### Material for this task
········
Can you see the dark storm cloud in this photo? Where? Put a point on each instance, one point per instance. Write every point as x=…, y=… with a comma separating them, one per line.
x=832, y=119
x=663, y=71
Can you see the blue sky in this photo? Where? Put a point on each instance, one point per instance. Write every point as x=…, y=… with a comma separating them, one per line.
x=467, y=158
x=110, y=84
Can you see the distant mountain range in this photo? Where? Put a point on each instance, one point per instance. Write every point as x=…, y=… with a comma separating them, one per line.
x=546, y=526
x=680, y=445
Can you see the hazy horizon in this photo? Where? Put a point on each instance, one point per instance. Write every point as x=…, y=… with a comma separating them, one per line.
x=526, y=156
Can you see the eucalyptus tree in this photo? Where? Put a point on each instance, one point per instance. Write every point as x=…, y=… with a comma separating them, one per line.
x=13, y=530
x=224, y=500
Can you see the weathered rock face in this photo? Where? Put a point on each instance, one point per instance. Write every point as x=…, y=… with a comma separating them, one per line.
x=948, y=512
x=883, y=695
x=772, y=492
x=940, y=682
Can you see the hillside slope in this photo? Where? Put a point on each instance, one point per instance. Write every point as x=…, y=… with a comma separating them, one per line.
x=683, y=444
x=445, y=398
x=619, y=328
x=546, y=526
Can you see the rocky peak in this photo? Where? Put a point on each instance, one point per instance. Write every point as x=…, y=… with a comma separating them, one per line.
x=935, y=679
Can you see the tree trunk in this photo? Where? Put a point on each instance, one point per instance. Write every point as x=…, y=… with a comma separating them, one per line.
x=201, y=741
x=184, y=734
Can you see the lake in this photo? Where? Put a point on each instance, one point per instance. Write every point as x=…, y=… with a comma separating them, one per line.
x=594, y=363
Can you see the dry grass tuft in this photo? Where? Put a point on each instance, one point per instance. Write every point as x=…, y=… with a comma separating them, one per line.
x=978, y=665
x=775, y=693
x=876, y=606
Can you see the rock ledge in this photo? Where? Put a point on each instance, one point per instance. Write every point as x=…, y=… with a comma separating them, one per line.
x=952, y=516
········
### Task statement
Rewrite the material from its first line through the line containing "x=110, y=84", both ends included, leaving the requests unchanged. Scale every x and y coordinate in the answers by 1.55 and round each to a whole number, rounding halves up.

### Solution below
Can you see the dark storm cloud in this photo? Where? Put a point on each instance, one point per instance. Write every point as x=…, y=… with a comma separating them, one per line.
x=1290, y=184
x=1028, y=110
Can you see the blue sky in this photo? Where? Put a point on each instance, one point per instance. Write every point as x=…, y=… with a comma separating them, one per line.
x=724, y=245
x=171, y=130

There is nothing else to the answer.